What are you reading this spring? I’ve always got a few books going at any given time, including this one. Poetry by Garrison Keillor, one of America’s more underrated literary talents.
Check out my currents, my flames and my favorites on Goodreads.
And as my friend Piers taught me, never leave home without a book.
Business and pleasure rarely mix, except in the company of Élisabeth de Gramont.
Or so I discovered today, when my translation crossed paths with the research on the rise and fall of wealth I’m doing for Professor John Davis of the Harvard Business School and the Cambridge Institute, where I work.
Join me 119 years ago in the Paris ballroom of the Duke and Duchess de Gramont, Agénor and his second wife, born Marguerite de Rothschild. It’s just this side of midnight on a warm spring night like tonight’s: May above the Seine, with silvery gardens stretching down to the river. I’m dressed as a man. As Francesco Rapazzini, in fact, the handsome young Italian who loaned me this tailcoat. And who apparently has better things to do with his evening than go to another boring bal blanc.
Don’t worry, he said to me when tying my cravat. She will nod from across the room, and that means, ‘Now you may write about me.’
What about Proust? I’ll never hold up, I said, itching under my collar. With Proust (I coached myself once again), reply with an allusion that refers to an irony over a double entendre.
Francesco ran his finger under the collar, saying only, We haven’t met him yet. This is 1894.
I have no Italian, I whined.
So much the better, he murmured, flicking lint and turning me, pleased with his work. Men don’t need language anyway. Keep your mouth shut. He stood back. You’ll do. Prettiest girl at the ball. All the boys will think so.
Don’t you think we’re messing a bit with history here? What if the sight of me sets her down her merry way too soon? It’s fifteen years yet before she meets the lusty gaze of Natalie Barney.
Just don’t look her in the eye, then. He handed me a pair of sunglasses with my gloves and pushed me into the moving carriage.
And now here she is.
Dressed in the loveliest pink ball gown money can buy, eighteen year-old Élisabeth is not very keen on finding a husband. She’d much rather be having a left-leaning political discussion with her war-hero-turned-pacifist uncle Horace de Choiseul-Praslin. She regards the ubiquitous, bachelor museum specimens swirling around her with disdain. Where is that arty biographer person she just waltzed with? Granted: a mute; even so… She’s intrigued.But it is not permitted to dance twice with the same man. How does anybody find out anything at a May Ball?

**Short task:**
In the blog post, who loaned the writer the tailcoat worn to the ball?

**Stored dataset items:**
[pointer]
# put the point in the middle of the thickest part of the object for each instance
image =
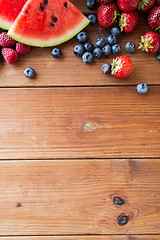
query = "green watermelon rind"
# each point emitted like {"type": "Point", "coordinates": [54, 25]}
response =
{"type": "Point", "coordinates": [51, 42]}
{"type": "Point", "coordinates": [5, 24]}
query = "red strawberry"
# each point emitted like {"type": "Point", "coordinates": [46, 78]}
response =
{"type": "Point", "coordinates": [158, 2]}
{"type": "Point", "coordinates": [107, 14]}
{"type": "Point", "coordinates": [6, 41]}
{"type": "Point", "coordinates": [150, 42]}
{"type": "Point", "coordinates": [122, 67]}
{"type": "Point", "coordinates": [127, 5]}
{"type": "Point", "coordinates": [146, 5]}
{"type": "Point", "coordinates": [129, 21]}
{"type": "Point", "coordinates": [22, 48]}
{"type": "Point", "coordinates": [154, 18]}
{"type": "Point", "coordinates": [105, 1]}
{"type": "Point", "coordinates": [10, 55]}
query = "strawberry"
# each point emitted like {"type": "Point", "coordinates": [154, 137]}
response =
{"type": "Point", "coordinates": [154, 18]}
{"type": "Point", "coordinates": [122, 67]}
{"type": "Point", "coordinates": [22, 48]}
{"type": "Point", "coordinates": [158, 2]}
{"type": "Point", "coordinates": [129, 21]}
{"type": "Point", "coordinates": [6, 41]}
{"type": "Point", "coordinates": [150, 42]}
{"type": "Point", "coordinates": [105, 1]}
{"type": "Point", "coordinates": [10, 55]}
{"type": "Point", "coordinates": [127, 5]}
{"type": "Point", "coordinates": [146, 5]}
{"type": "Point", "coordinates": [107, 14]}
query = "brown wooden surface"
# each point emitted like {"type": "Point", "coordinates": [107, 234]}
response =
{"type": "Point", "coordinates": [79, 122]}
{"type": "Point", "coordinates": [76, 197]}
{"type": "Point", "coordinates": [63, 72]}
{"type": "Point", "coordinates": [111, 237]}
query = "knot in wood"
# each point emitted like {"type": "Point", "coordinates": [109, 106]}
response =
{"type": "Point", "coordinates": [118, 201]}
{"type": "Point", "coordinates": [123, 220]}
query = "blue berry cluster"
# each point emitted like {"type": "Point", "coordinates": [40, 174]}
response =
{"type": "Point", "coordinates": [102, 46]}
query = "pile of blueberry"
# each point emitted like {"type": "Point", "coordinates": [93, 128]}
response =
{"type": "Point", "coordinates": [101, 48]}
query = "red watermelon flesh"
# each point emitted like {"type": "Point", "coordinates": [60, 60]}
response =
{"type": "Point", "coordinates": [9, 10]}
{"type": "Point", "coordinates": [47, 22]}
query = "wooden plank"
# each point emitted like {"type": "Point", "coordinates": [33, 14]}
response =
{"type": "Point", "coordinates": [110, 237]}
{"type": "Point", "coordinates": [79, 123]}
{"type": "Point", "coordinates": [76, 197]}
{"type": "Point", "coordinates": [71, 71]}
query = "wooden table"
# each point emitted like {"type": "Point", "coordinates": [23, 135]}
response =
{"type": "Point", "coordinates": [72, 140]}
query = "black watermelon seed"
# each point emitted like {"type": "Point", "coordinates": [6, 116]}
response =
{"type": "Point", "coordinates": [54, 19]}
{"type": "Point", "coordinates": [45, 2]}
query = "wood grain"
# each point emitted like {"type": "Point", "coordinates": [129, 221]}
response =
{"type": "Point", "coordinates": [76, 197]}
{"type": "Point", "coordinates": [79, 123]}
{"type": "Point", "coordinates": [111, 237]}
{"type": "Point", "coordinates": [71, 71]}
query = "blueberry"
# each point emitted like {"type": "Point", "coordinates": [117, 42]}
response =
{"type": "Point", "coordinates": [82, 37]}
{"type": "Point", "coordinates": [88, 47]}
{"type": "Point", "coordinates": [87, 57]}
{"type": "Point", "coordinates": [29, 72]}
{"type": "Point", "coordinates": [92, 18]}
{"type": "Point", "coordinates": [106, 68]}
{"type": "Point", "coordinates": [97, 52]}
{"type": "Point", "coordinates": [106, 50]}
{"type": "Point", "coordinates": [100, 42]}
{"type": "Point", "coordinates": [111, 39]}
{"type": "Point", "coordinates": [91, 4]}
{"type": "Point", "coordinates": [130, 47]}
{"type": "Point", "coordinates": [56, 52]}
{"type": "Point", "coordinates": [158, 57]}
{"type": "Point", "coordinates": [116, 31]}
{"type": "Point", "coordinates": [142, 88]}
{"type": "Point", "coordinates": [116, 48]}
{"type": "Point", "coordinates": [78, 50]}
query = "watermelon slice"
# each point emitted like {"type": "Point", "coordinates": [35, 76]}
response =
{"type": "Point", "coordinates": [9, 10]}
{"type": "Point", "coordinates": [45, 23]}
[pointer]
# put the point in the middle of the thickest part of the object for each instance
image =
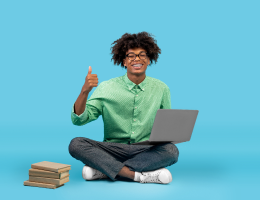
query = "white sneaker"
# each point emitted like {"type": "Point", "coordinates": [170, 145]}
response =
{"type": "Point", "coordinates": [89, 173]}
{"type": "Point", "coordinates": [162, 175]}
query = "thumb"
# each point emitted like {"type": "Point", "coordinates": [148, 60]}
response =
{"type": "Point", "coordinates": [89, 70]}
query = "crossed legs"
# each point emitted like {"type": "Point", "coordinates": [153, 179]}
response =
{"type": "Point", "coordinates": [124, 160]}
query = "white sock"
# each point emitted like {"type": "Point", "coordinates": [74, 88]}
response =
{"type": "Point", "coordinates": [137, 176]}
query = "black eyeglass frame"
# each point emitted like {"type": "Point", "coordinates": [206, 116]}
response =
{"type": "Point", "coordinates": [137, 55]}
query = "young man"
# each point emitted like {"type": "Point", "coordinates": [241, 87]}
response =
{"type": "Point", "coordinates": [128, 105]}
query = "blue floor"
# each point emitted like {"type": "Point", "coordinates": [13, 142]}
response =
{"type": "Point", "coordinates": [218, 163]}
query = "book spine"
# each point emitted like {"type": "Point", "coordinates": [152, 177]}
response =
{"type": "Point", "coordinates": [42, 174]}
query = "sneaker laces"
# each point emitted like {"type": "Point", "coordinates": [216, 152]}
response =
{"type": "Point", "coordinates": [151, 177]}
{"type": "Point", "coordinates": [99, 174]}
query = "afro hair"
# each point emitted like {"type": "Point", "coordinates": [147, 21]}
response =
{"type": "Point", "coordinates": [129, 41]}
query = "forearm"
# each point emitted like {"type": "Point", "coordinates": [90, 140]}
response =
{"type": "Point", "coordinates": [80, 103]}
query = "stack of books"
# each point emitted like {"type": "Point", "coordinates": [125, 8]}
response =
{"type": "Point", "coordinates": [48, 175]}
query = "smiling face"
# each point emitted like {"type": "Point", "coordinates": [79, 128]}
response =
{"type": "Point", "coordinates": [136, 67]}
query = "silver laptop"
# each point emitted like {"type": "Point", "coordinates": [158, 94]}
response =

**Answer to the task:**
Francesco Rapazzini, a handsome young Italian.